• Instructions for the task:
Write out the lines of the material below exactly, beginning at the line with "Target = metal ring on ground" and stopping after the line with "Target = white athletic sock", and leave out the pictures.

• Data shown:
<<<<

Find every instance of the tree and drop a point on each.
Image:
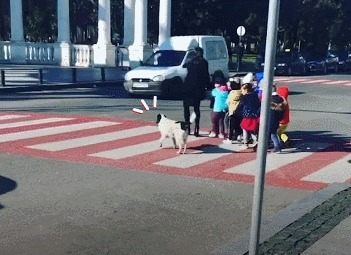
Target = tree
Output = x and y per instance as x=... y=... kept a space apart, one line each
x=40 y=20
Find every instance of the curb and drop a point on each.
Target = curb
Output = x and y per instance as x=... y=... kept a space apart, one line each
x=15 y=89
x=282 y=219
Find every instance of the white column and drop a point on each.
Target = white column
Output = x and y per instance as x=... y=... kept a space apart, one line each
x=128 y=30
x=62 y=48
x=140 y=22
x=16 y=21
x=104 y=50
x=18 y=46
x=139 y=50
x=63 y=27
x=164 y=31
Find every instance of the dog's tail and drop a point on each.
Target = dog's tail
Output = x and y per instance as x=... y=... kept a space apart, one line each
x=192 y=117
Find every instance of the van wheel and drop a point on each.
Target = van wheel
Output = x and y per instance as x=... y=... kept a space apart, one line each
x=171 y=89
x=165 y=89
x=176 y=88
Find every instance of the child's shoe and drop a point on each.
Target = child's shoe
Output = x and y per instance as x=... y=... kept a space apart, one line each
x=277 y=151
x=212 y=135
x=227 y=141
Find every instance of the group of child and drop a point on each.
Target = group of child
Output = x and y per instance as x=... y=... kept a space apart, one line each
x=236 y=108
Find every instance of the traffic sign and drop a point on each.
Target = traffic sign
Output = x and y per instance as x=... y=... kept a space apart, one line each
x=240 y=30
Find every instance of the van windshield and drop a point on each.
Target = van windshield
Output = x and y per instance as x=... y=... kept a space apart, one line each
x=165 y=58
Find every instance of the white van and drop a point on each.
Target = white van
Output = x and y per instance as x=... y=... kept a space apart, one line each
x=164 y=72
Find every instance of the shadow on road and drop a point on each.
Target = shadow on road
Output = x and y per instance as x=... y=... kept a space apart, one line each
x=6 y=185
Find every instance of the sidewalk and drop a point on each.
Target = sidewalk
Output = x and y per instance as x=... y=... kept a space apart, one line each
x=320 y=224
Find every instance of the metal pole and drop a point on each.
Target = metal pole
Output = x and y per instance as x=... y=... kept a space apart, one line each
x=271 y=44
x=2 y=77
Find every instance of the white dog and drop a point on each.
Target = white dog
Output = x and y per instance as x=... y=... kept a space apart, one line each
x=176 y=130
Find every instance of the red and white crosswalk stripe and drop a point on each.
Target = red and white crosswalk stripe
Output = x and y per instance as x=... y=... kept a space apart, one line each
x=311 y=80
x=132 y=144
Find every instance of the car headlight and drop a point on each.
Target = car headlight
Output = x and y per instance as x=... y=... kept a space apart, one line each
x=158 y=78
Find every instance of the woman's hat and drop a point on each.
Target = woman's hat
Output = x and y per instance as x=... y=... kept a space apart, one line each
x=248 y=78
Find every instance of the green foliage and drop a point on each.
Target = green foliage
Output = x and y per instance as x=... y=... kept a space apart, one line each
x=312 y=24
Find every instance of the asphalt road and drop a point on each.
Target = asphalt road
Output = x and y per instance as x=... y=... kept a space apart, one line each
x=56 y=207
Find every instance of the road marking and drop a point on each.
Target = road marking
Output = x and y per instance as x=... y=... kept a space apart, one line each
x=138 y=149
x=315 y=81
x=32 y=122
x=336 y=82
x=299 y=80
x=93 y=139
x=12 y=116
x=207 y=153
x=338 y=171
x=53 y=130
x=275 y=161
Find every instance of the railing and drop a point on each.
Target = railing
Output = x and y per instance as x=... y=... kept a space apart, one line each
x=5 y=53
x=81 y=55
x=44 y=54
x=47 y=53
x=40 y=53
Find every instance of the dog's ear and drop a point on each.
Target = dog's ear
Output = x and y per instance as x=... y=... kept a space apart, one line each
x=158 y=118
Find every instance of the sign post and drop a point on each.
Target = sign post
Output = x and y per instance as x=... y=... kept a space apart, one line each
x=271 y=44
x=240 y=49
x=240 y=31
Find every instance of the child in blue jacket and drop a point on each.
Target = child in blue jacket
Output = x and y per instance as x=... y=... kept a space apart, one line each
x=220 y=107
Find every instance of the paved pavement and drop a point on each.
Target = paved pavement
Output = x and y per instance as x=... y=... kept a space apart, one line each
x=318 y=224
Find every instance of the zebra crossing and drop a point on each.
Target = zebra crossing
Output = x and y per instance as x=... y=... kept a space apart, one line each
x=311 y=80
x=133 y=144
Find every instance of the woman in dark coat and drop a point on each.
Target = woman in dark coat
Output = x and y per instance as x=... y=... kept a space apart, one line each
x=195 y=85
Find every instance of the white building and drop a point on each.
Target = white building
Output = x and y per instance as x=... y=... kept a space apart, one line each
x=103 y=53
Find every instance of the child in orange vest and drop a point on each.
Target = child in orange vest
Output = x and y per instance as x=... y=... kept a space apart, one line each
x=284 y=93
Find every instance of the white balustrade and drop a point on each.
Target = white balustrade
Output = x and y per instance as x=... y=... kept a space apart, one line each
x=5 y=52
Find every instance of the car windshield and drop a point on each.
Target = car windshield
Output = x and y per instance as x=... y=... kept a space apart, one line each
x=284 y=55
x=165 y=58
x=317 y=56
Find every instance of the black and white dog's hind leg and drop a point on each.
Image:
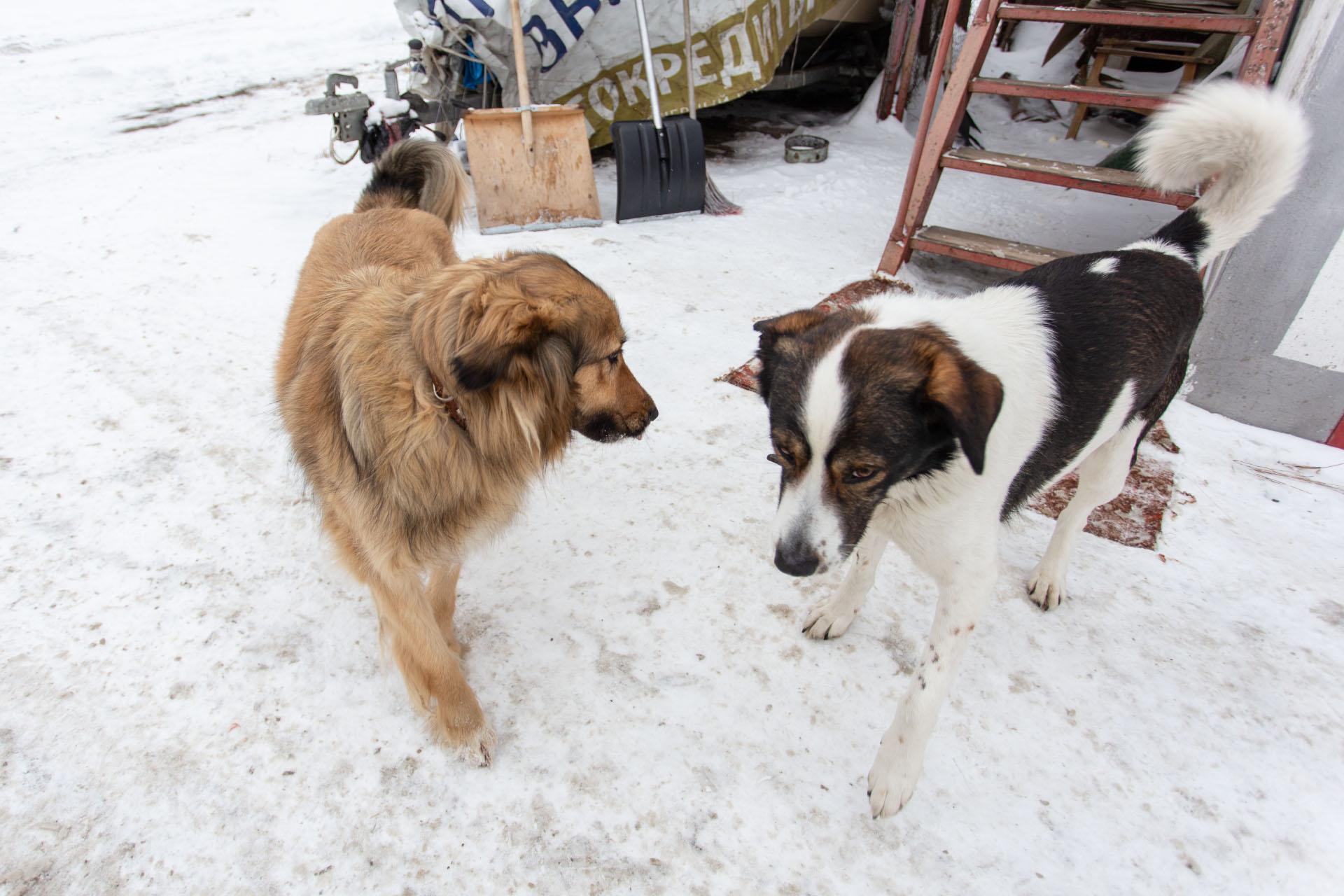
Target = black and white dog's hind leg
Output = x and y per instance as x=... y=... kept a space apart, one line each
x=1101 y=479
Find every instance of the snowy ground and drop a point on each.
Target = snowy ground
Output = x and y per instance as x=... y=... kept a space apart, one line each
x=191 y=695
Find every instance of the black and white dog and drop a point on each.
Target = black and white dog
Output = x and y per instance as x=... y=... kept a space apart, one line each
x=927 y=419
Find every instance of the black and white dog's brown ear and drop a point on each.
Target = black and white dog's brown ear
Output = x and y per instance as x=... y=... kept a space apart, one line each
x=776 y=330
x=961 y=396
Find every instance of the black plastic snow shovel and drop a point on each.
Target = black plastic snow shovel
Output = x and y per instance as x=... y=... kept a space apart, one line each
x=659 y=164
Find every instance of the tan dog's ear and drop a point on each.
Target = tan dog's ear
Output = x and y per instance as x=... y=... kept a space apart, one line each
x=496 y=321
x=964 y=396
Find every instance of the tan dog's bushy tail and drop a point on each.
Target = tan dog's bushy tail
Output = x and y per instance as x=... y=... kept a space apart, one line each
x=419 y=174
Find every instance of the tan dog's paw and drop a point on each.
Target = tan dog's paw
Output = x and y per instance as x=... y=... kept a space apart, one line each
x=468 y=735
x=830 y=620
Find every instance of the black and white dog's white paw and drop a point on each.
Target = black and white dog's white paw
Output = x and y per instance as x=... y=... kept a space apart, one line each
x=830 y=618
x=892 y=778
x=1046 y=586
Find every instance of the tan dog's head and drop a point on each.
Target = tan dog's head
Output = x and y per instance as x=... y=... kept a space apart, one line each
x=523 y=317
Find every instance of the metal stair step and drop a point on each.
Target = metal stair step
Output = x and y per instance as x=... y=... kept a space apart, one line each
x=987 y=250
x=1206 y=23
x=1108 y=97
x=1062 y=174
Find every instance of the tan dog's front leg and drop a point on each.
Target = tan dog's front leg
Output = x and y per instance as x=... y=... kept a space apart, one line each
x=432 y=669
x=442 y=599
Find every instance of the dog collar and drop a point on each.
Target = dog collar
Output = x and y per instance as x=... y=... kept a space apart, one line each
x=449 y=403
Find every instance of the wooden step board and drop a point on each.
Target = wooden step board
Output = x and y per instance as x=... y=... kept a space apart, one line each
x=1120 y=18
x=1138 y=99
x=986 y=250
x=1062 y=174
x=933 y=152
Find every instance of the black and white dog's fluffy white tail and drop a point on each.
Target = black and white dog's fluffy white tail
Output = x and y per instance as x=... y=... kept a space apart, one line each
x=1252 y=140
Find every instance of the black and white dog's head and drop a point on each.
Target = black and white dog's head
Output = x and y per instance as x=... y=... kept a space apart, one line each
x=855 y=410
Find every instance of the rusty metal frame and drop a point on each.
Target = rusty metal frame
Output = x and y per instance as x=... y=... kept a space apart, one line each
x=1147 y=194
x=924 y=171
x=1211 y=23
x=937 y=131
x=1072 y=93
x=968 y=255
x=1268 y=42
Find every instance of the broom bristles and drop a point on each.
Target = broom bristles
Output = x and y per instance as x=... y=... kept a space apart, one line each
x=717 y=203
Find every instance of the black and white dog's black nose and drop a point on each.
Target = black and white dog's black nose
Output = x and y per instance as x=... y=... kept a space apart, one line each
x=796 y=559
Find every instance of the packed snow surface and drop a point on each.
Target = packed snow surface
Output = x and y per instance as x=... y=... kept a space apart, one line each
x=191 y=691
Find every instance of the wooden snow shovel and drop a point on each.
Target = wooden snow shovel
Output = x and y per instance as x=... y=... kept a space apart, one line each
x=659 y=164
x=531 y=166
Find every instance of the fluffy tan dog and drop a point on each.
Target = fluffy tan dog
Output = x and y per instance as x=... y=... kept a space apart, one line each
x=424 y=394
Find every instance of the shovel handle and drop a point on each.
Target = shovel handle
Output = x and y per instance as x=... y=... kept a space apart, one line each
x=690 y=71
x=524 y=93
x=650 y=74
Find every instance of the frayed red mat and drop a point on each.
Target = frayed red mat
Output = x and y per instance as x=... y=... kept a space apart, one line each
x=1135 y=519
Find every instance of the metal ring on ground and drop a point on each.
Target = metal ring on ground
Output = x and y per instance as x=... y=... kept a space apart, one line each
x=806 y=148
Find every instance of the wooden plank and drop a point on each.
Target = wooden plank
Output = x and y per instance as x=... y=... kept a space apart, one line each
x=1139 y=99
x=1259 y=65
x=986 y=250
x=895 y=52
x=1062 y=174
x=1205 y=23
x=559 y=191
x=937 y=131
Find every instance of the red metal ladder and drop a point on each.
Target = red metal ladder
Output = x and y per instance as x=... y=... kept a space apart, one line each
x=933 y=153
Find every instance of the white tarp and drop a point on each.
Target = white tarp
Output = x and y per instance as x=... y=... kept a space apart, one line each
x=588 y=51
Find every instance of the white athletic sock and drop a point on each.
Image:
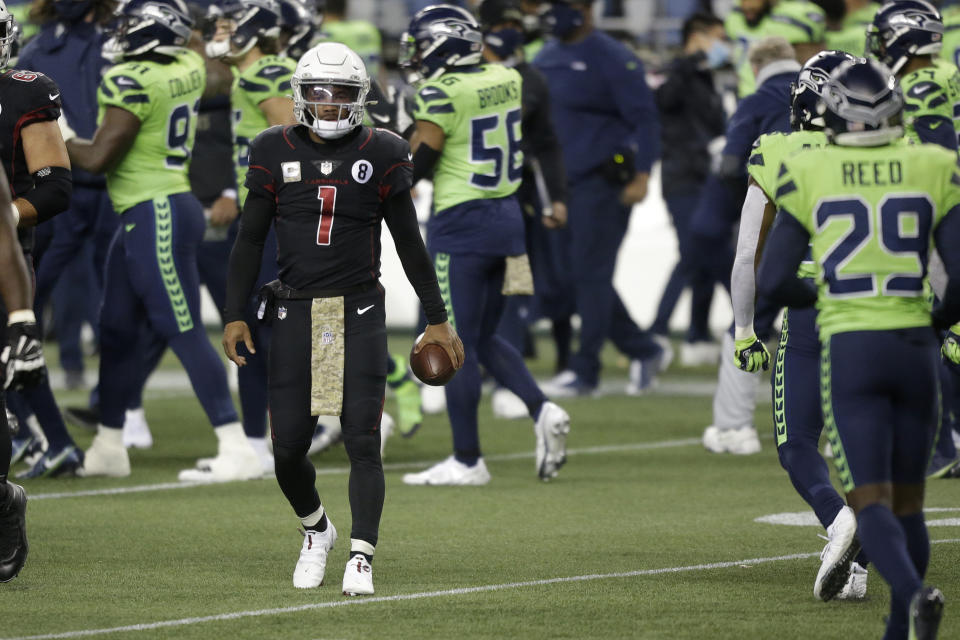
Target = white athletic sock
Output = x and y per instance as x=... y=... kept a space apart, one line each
x=313 y=518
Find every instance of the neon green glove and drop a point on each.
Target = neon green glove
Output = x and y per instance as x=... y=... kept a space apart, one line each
x=751 y=355
x=951 y=347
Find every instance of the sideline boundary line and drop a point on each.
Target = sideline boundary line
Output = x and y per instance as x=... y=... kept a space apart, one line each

>>>>

• Response:
Target = metal ring on ground
Output = x and y per instance as x=... y=... kept a space apart, one line each
x=806 y=148
Find every instance of the wooden plank and drop a point on each.
Target = wooden plank
Output = x and y per instance as x=... y=... kept a space apart, one line each
x=1139 y=99
x=1259 y=65
x=986 y=250
x=895 y=52
x=1062 y=174
x=1205 y=23
x=559 y=191
x=937 y=131
Find every instance of the red metal ladder and drop a point on each.
Target = red metal ladder
Output = x and y per instance as x=... y=... kept a space apart, one line each
x=933 y=153
Find every instance of the white tarp and drop a point on each.
Target = white tarp
Output = x and y per instance as x=... y=... kept a space apart, one line each
x=588 y=51
Find every instance of the white athletic sock and drop a point on each.
Image:
Target = white athletic sock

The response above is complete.